[TASK INPUT]
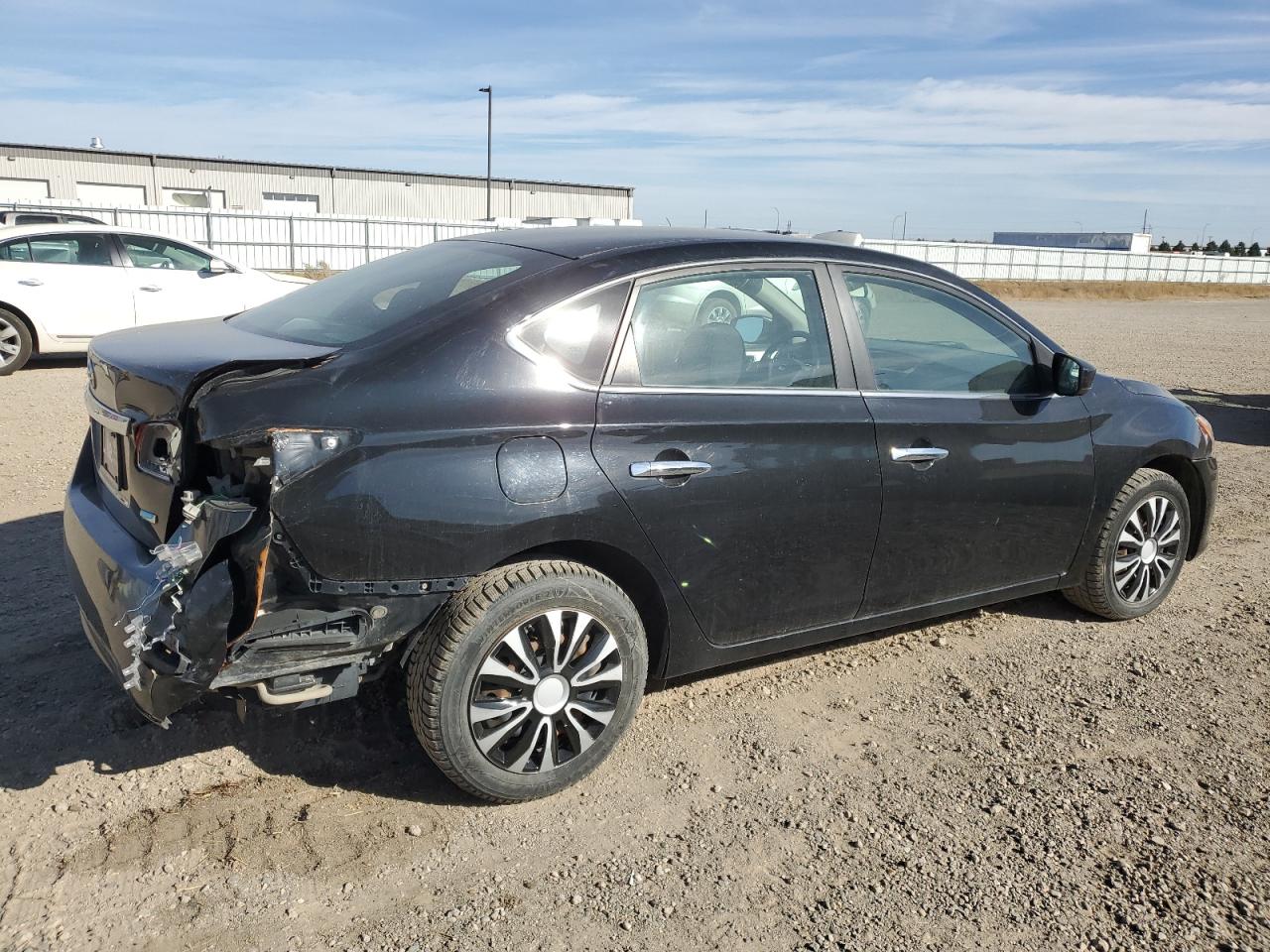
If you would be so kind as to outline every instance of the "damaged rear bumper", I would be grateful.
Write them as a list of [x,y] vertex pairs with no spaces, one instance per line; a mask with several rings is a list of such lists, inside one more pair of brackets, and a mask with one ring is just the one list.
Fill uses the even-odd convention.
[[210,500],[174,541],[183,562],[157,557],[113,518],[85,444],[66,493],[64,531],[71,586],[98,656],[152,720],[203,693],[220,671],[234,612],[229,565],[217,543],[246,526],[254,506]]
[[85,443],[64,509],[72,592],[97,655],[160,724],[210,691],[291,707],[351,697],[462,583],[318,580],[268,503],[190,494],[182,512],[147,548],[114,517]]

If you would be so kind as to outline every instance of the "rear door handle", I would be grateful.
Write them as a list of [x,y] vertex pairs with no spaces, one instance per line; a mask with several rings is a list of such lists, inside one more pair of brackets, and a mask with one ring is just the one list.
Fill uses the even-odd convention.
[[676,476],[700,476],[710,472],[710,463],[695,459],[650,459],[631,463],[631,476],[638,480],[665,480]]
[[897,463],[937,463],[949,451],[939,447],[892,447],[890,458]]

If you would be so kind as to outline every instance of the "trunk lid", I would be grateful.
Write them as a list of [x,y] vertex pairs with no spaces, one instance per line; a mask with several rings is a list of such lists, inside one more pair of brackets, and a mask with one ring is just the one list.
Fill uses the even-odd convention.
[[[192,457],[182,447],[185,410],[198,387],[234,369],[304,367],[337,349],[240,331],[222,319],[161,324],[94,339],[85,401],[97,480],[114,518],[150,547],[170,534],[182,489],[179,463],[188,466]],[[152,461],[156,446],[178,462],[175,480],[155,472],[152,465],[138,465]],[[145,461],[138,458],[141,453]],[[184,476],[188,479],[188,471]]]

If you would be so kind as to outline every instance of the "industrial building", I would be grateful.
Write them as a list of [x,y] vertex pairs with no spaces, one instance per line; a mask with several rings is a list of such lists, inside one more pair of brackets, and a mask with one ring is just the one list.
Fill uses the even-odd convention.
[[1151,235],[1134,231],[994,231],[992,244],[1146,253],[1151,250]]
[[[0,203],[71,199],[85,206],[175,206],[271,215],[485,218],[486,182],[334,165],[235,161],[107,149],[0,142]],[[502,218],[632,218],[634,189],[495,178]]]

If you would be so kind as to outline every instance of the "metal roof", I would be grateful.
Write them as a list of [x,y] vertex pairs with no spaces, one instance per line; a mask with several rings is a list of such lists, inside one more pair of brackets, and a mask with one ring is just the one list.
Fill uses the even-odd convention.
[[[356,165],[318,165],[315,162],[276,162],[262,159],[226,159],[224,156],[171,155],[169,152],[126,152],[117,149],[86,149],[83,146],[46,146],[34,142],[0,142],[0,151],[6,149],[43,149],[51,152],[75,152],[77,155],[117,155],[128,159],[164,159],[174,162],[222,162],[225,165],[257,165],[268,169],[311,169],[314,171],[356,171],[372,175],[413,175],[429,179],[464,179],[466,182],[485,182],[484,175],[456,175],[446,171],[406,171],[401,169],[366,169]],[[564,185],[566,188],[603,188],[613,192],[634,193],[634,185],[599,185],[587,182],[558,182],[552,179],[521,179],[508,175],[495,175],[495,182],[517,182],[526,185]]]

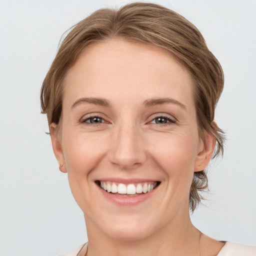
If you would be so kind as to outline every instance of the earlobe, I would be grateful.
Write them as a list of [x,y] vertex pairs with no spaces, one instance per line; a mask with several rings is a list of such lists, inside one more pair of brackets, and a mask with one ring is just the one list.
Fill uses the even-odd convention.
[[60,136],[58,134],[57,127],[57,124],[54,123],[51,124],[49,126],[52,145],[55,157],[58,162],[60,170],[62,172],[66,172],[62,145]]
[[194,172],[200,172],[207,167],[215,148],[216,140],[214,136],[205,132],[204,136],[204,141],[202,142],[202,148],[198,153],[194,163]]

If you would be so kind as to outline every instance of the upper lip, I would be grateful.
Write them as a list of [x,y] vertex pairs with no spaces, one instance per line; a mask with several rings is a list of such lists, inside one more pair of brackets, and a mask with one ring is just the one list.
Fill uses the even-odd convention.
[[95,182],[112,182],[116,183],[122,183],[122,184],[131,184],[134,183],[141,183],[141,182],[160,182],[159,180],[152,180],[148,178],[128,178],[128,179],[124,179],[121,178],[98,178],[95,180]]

[EXERCISE TASK] Find every line in the records that contains the word "rear" and copy each of those lines.

[ANSWER TO THE PROBLEM]
If you would be so kind as to outline every instance of the "damaged rear bumper", I would be grateful.
If you would be so kind as to outline every instance of the "rear door handle", I would be grateful.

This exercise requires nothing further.